- About this task: Report each line from the entries in which "below" can be found.

____________________

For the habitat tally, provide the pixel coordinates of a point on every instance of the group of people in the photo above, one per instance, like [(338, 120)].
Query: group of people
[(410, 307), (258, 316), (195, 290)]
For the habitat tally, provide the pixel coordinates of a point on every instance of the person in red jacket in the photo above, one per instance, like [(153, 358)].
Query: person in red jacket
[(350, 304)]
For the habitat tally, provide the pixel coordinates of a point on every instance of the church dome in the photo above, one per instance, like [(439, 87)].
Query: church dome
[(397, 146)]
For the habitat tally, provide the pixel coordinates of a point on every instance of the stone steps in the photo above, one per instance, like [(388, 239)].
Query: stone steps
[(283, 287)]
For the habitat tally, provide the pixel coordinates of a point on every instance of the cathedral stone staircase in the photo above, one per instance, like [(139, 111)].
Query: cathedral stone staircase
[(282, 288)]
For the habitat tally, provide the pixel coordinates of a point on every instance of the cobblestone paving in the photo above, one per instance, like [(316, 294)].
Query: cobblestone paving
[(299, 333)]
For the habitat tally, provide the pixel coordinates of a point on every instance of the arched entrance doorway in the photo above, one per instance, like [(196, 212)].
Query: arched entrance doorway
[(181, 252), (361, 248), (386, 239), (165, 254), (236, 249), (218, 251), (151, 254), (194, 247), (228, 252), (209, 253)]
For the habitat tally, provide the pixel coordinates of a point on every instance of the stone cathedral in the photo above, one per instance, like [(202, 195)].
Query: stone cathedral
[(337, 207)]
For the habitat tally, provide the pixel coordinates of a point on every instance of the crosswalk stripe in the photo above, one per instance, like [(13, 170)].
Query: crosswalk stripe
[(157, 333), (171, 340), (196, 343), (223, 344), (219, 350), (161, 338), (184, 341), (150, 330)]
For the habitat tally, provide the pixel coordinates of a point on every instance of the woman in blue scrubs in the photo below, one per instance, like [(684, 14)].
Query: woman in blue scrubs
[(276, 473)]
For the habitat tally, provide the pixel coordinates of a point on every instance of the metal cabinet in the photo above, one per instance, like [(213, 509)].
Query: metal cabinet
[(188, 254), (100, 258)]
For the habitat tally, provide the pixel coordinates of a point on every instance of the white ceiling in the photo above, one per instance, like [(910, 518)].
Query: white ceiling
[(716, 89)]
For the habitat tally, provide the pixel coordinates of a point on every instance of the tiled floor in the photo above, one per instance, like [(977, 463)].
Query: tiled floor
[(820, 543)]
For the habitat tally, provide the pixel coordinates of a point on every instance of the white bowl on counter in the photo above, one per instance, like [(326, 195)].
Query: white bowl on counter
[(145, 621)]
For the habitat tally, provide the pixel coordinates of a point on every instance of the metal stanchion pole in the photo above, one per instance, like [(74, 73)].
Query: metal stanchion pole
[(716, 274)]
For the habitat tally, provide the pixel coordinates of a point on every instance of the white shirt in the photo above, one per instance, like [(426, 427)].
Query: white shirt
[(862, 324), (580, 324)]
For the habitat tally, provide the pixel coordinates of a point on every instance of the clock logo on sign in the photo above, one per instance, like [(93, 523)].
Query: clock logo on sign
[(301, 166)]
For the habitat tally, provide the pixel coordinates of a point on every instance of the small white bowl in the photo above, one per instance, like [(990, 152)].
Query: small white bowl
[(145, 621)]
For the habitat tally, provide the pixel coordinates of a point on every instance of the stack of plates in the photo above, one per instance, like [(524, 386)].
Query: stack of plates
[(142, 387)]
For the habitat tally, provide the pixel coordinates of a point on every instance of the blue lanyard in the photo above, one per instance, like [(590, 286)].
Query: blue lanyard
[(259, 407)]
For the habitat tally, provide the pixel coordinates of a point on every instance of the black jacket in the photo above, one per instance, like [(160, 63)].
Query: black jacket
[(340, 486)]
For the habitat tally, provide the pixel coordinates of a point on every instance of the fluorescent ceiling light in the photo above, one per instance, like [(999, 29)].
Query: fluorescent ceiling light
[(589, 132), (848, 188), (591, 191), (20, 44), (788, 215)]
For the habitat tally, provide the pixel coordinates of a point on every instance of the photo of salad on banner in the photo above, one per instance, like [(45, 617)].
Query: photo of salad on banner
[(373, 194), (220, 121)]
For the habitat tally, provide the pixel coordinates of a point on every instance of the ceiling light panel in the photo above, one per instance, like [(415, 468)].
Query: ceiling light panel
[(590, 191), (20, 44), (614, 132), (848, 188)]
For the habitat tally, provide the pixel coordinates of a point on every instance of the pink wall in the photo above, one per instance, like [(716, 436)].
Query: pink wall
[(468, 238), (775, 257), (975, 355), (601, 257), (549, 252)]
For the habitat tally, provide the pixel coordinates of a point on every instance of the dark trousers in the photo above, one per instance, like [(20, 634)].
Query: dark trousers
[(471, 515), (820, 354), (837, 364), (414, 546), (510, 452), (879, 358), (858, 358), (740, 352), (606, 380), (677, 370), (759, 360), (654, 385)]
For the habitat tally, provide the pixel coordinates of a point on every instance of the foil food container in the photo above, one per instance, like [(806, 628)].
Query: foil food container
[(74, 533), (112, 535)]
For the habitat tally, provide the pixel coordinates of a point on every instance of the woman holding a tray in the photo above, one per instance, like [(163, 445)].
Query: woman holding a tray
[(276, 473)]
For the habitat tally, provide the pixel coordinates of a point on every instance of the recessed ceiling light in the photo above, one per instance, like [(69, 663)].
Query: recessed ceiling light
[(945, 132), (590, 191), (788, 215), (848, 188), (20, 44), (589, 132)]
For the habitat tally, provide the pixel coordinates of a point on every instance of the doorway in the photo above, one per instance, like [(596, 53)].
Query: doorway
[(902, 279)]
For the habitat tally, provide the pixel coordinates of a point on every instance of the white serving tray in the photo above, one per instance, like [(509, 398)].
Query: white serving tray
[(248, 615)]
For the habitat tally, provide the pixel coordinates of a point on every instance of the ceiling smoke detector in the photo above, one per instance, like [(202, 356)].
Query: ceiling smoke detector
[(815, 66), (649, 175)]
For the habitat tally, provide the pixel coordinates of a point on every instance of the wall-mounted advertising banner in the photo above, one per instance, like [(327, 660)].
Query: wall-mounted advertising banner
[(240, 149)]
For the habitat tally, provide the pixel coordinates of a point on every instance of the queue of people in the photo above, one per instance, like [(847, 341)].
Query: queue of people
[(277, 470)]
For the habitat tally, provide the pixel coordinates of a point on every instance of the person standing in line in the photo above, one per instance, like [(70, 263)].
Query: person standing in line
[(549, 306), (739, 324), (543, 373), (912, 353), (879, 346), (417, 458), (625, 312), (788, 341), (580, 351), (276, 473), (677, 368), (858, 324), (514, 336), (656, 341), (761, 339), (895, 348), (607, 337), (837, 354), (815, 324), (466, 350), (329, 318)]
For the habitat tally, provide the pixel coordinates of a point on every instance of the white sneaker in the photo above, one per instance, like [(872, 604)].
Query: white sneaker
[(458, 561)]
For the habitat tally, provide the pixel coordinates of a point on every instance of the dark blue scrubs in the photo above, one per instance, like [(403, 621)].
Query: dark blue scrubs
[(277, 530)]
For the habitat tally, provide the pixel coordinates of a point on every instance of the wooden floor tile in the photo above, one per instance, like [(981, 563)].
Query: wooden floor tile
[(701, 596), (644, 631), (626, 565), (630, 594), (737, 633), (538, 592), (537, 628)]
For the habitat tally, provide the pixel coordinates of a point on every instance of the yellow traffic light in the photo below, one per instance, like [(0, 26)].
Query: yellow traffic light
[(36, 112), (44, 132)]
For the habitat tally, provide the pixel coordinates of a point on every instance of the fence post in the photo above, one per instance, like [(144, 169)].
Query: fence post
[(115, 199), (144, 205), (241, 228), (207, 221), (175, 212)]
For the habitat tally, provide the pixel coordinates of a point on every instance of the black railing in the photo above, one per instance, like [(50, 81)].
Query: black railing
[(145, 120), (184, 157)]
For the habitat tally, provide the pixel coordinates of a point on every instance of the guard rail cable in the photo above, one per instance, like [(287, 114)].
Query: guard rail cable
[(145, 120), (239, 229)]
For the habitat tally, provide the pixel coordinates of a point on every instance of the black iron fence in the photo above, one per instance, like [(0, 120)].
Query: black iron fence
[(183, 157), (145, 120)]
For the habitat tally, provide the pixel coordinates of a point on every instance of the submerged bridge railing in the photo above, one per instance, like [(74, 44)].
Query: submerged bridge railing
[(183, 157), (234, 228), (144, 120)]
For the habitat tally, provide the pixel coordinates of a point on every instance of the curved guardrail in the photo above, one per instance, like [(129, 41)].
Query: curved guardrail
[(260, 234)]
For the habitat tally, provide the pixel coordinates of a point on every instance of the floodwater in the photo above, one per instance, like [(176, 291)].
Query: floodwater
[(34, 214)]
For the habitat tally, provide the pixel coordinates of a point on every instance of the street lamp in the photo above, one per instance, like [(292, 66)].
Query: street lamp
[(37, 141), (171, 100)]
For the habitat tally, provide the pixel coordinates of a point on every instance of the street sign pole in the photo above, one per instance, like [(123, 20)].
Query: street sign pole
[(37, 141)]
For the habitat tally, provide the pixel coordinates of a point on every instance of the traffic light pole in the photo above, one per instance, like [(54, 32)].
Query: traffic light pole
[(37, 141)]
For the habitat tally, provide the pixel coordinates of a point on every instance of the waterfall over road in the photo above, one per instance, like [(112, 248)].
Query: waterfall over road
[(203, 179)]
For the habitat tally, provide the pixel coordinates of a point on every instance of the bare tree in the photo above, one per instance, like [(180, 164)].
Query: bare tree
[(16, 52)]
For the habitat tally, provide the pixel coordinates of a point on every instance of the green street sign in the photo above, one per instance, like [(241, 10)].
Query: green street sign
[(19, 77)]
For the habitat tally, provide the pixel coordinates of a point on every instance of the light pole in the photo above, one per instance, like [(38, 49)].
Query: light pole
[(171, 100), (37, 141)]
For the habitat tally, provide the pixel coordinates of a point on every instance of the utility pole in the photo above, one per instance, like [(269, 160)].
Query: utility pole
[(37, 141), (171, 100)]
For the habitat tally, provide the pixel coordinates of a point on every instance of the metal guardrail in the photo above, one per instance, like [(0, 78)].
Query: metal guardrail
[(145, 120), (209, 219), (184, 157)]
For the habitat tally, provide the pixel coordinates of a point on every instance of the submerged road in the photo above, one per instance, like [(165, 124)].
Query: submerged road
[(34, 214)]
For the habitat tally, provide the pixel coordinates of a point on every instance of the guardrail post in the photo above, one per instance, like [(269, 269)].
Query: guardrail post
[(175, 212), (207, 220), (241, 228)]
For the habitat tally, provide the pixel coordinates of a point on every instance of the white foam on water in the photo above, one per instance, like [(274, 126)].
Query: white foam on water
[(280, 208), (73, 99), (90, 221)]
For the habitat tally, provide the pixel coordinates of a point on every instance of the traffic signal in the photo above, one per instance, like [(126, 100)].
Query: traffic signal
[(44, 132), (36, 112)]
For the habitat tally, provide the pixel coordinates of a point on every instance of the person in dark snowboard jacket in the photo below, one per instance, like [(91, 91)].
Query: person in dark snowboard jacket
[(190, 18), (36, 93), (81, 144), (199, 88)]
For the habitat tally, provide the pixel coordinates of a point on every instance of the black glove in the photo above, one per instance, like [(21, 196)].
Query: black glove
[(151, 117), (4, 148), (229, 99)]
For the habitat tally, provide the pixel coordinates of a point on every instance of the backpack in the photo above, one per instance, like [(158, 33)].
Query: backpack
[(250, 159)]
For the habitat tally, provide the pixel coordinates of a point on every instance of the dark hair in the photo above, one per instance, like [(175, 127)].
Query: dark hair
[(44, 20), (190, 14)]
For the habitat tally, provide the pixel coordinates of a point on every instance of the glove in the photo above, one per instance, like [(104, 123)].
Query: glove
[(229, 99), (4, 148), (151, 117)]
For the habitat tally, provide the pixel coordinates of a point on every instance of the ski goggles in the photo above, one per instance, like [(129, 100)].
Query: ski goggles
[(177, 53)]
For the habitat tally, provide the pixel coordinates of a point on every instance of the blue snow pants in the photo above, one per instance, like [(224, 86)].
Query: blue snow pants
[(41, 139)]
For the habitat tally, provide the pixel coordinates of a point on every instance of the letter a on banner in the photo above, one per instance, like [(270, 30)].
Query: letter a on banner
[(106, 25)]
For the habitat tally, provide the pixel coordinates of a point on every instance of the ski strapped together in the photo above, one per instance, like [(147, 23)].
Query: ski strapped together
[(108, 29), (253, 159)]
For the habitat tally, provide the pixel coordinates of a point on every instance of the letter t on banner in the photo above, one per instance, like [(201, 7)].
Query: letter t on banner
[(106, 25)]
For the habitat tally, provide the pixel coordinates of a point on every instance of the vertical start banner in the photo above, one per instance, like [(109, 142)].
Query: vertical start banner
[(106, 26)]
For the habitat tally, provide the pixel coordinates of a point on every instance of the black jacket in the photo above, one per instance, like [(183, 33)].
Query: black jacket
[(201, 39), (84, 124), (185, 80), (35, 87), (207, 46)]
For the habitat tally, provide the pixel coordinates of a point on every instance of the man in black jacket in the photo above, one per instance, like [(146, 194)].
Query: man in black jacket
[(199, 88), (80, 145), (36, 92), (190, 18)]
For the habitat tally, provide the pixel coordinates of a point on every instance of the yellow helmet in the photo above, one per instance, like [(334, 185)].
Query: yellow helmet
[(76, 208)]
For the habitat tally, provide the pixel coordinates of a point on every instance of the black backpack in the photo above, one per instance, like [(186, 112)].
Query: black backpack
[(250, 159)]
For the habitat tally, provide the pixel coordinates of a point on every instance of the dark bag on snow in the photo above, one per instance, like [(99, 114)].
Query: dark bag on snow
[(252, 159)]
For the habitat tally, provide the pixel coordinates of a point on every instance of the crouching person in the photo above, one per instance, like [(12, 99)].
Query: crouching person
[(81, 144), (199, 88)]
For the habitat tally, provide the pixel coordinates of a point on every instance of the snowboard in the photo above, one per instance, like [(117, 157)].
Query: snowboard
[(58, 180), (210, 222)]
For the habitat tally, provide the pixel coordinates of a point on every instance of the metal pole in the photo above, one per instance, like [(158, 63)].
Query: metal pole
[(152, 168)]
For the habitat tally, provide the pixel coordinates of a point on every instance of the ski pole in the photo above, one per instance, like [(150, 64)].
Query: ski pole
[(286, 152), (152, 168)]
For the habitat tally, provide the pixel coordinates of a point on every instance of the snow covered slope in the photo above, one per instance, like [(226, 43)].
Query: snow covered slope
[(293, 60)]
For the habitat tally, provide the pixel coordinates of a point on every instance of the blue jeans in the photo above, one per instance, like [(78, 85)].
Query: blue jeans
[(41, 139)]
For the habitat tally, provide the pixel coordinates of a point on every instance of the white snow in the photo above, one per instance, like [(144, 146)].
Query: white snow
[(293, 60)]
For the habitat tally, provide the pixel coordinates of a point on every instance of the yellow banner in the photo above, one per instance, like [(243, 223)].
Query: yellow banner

____________________

- Output for this task:
For the habitat tally, provide the pixel coordinates of a point on every instance of the woman in blue scrubs in the photo below, one per instance, like [(684, 14)].
For the habitat tally, provide the pixel coordinates of a point on every instance of the yellow traffic light in the photo below, one per instance, like [(0, 26)].
For the habitat tally, provide the pixel coordinates of a point on every instance of the person in dark snowboard jacket in the photo below, one per instance, like [(91, 91)].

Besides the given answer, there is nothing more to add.